• [Passage]
[texhax] dvi vs pdf

Pierre MacKay Pierre.MacKay at comcast.net
Thu Dec 2 20:02:17 CET 2010


On 12/2/2010 10:40 AM, Michael Barr wrote:
> Here is my reaction to the various replies I have received.  First, as 
> long as TeX is TeX it will be required to produce dvi files.  As for 
> pdf, I have no doubt that when it is no longer supported, there will 
> be converters.  But the journal I help edit has several hundred papers 
> in pdf format (most also in dvi and ps).  Who will convert them.  It 
> would be a huge job and we run on zero budget.  To see what can 
> happen, what would you do with a Word file from, say, 1990?  Each 
> version of Word can handle files from the previous version or two, but 
> no further.  So unless that file was continually updated from version 
> to version, it is effectively dead.  I don't expect this to happen 
> with pdf, but it illustrates the problems.
>
> I have one further problem with pdf.  I am accustomed to compiling a 
> file, previewing it, making changes and then iterate.  I cannot do 
> that with the Adobe reader.  I cannot write a new pdf file while the 
> old one is loaded. So exit the file from the reader, then compile the 
> new version, load the new file, and then find your place again.  I 
> find this intolerable. Someone once suggested a different pdf reader 
> and I tried it and found it unsatisfactory in other ways (I no longer 
> recall why).  I'll stick to dvi, thank you.

• [Exercises]
a: Print the passage on DVI and PDF files, beginning at the words "On 12/2/2010 10:40" and stopping after the words "illustrates the problems.".
b: In the passage on DVI and PDF files, how many papers in PDF format does the journal hold?

• [Dataset records]
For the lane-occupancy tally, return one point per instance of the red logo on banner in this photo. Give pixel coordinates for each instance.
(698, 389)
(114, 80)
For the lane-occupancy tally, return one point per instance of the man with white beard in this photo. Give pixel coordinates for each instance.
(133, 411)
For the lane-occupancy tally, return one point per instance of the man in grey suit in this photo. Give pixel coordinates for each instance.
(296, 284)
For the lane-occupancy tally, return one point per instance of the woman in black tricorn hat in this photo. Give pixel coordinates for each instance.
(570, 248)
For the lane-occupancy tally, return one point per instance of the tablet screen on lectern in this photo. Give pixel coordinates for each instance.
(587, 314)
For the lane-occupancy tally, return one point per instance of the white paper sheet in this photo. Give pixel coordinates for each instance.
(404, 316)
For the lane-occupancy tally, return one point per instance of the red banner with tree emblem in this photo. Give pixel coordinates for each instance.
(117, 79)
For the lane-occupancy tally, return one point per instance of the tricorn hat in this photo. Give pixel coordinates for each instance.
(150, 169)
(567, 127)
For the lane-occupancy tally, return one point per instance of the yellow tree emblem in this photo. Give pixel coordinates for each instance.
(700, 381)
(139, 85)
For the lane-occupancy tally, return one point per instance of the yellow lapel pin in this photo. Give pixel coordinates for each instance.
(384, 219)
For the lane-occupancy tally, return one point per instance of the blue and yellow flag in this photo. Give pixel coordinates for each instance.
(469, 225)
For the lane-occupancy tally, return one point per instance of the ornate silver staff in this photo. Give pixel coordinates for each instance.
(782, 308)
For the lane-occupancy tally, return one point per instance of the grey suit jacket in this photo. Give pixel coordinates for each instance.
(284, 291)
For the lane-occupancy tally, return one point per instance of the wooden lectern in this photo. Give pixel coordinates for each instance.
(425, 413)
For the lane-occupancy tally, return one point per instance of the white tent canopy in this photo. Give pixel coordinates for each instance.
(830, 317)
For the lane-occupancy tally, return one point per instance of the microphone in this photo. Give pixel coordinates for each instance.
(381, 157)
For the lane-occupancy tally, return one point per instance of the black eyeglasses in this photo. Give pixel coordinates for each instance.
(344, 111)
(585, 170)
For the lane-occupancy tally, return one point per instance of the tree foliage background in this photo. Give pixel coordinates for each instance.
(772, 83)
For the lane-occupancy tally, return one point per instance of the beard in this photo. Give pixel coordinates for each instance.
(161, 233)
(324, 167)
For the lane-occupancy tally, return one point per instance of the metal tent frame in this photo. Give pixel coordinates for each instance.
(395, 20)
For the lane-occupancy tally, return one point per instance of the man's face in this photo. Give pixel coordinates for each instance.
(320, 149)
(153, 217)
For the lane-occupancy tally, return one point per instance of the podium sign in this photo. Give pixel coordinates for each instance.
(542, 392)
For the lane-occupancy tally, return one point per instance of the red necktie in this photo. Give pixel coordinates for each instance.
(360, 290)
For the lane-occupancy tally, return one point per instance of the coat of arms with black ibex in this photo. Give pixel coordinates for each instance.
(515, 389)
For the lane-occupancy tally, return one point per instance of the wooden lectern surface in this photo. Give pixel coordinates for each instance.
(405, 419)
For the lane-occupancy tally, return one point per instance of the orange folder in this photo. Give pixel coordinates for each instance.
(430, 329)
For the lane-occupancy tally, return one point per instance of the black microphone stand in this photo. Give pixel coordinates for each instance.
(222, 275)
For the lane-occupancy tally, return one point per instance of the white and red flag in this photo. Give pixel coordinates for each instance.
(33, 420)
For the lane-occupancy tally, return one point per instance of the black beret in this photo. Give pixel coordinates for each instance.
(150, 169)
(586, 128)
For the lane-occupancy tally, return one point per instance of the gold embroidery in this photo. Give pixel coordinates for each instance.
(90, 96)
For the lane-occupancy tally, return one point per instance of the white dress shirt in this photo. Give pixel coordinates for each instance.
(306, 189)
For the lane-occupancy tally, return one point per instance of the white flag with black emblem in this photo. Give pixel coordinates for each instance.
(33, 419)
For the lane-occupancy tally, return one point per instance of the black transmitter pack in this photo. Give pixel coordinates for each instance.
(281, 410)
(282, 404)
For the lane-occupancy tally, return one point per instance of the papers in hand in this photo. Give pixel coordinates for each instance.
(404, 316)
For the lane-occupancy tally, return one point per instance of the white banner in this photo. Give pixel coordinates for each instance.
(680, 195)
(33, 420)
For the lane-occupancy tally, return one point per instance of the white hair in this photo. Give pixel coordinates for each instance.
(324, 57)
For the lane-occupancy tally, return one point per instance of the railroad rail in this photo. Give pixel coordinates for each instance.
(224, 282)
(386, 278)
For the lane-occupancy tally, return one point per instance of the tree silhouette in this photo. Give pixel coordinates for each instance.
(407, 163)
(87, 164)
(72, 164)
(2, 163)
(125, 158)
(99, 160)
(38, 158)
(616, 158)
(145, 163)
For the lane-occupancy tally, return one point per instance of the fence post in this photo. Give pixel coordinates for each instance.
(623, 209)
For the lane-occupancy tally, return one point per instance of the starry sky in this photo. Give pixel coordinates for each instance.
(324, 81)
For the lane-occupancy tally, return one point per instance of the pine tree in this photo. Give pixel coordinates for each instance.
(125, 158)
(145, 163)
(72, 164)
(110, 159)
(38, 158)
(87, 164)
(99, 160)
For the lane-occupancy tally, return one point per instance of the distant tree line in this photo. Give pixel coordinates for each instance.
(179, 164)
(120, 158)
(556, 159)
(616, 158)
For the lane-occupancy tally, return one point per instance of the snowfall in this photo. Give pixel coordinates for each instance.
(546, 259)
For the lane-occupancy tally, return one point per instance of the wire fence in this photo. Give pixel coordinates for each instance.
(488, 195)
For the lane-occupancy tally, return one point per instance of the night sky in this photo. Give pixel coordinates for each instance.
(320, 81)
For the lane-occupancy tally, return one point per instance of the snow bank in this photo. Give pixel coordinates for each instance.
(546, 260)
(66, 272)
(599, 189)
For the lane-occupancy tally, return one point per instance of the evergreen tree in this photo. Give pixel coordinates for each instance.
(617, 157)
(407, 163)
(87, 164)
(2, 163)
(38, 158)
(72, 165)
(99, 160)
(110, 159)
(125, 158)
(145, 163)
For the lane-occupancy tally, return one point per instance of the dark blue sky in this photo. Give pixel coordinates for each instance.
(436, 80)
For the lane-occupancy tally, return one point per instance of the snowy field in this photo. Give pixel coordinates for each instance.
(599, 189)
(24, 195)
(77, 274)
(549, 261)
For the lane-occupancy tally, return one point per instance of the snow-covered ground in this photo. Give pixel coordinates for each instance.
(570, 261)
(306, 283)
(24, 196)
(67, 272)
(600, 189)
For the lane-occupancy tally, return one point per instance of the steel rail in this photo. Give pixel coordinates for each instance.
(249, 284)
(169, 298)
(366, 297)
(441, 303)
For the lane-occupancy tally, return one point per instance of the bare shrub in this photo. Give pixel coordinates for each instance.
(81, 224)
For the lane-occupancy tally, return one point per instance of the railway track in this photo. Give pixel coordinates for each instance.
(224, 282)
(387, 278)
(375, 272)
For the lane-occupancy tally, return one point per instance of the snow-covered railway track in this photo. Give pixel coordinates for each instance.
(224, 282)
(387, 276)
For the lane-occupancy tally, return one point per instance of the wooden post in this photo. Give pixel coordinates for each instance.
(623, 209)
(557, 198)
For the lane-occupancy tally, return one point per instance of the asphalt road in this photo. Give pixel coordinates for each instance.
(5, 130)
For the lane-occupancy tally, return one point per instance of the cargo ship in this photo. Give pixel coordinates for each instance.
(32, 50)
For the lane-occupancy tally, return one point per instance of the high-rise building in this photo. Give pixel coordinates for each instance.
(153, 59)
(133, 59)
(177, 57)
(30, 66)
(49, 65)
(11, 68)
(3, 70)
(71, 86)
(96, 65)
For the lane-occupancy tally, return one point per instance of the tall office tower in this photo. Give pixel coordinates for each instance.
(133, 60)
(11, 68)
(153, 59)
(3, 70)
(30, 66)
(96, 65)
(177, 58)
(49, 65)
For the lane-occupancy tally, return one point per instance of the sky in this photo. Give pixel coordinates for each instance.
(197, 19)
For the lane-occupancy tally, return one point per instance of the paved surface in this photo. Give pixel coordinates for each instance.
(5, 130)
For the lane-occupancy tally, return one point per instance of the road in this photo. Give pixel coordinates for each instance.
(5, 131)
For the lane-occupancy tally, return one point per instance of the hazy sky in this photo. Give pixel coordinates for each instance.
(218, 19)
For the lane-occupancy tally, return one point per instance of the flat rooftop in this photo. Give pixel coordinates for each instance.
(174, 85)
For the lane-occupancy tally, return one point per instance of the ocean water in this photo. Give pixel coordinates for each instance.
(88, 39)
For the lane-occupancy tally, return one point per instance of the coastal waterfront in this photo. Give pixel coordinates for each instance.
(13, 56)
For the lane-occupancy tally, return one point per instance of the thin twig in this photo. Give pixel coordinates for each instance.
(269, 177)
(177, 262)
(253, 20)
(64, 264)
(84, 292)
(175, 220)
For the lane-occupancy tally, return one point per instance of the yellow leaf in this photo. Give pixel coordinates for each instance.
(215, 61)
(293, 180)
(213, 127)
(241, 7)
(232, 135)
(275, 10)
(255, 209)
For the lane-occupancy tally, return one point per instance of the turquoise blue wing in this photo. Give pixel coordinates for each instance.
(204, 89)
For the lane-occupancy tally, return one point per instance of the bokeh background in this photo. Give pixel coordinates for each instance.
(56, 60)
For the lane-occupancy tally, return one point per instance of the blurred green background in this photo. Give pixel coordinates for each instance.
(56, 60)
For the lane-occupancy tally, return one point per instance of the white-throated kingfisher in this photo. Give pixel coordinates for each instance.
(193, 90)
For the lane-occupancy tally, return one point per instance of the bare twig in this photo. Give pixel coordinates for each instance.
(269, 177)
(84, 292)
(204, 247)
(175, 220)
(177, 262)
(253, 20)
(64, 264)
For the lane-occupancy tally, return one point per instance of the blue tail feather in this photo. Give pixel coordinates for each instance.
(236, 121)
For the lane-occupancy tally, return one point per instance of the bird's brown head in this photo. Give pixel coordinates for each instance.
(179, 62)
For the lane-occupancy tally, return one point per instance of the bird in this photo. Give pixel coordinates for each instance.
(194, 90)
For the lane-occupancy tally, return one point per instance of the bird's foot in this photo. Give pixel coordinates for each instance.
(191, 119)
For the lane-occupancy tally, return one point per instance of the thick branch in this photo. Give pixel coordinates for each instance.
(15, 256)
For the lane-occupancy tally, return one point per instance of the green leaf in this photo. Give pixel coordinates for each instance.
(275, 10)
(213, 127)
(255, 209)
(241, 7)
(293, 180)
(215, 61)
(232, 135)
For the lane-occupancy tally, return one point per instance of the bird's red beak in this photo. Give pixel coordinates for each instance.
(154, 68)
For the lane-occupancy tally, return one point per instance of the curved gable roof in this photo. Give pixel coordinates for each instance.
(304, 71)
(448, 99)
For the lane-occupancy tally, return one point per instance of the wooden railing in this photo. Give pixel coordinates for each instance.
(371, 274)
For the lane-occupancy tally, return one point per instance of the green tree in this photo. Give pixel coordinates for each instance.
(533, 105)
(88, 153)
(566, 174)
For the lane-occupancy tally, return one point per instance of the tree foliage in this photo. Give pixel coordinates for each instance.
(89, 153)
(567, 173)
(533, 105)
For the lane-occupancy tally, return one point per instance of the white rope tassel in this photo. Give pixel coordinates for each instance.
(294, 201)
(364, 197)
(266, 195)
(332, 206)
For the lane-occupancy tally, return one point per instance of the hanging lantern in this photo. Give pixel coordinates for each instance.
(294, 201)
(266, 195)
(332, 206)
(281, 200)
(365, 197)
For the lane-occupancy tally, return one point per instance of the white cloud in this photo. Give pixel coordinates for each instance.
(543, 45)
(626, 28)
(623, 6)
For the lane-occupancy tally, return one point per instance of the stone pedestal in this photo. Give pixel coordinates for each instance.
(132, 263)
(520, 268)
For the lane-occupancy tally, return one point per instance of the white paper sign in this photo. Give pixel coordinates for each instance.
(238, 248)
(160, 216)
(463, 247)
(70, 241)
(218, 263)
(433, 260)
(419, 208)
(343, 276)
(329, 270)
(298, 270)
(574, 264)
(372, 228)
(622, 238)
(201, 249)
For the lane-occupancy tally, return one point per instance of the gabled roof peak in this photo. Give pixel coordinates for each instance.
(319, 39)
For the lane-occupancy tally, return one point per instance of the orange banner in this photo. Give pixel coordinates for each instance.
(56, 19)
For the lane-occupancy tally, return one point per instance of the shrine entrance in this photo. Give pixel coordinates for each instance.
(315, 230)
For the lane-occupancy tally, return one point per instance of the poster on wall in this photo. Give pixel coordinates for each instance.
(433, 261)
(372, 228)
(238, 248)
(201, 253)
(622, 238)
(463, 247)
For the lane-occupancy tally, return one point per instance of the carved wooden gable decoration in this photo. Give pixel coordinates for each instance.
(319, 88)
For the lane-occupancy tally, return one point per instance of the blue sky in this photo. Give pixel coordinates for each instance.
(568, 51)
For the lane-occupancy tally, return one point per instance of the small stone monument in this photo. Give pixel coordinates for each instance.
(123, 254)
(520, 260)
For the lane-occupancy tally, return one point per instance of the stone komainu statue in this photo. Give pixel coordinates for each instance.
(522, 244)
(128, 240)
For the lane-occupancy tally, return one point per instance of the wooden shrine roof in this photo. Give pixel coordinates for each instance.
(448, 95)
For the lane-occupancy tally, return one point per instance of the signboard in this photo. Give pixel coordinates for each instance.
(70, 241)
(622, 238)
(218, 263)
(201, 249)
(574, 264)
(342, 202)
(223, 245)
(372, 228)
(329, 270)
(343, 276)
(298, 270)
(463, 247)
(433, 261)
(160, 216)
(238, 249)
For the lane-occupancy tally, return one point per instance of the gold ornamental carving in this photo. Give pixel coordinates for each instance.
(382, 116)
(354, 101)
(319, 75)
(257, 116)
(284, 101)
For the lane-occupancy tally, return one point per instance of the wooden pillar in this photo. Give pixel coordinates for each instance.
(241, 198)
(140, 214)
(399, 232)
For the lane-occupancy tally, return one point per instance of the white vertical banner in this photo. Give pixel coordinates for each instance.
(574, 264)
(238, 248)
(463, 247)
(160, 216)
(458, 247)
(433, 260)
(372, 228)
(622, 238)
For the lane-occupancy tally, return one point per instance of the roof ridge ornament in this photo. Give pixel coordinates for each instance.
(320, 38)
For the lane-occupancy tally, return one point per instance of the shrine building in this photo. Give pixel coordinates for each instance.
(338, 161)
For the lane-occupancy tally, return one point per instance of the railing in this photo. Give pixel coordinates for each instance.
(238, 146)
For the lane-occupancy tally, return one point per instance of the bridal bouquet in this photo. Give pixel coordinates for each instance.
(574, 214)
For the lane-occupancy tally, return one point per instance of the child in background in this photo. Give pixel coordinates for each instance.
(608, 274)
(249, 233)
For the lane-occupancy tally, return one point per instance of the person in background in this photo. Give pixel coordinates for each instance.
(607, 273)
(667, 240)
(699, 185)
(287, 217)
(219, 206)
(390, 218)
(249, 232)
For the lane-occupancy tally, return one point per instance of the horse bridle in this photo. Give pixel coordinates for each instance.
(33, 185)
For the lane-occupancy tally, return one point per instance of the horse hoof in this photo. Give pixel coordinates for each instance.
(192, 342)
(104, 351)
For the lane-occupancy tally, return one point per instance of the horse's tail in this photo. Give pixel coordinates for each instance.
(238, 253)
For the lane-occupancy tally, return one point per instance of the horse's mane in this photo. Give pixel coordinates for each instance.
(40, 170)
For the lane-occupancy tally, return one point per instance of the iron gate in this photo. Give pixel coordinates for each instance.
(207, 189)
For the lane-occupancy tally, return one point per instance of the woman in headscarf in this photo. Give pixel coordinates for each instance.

• [Responses per task]
a:
On 12/2/2010 10:40 AM, Michael Barr wrote:
> Here is my reaction to the various replies I have received.  First, as 
> long as TeX is TeX it will be required to produce dvi files.  As for 
> pdf, I have no doubt that when it is no longer supported, there will 
> be converters.  But the journal I help edit has several hundred papers 
> in pdf format (most also in dvi and ps).  Who will convert them.  It 
> would be a huge job and we run on zero budget.  To see what can 
> happen, what would you do with a Word file from, say, 1990?  Each 
> version of Word can handle files from the previous version or two, but 
> no further.  So unless that file was continually updated from version 
> to version, it is effectively dead.  I don't expect this to happen 
> with pdf, but it illustrates the problems.

b: Several hundred papers.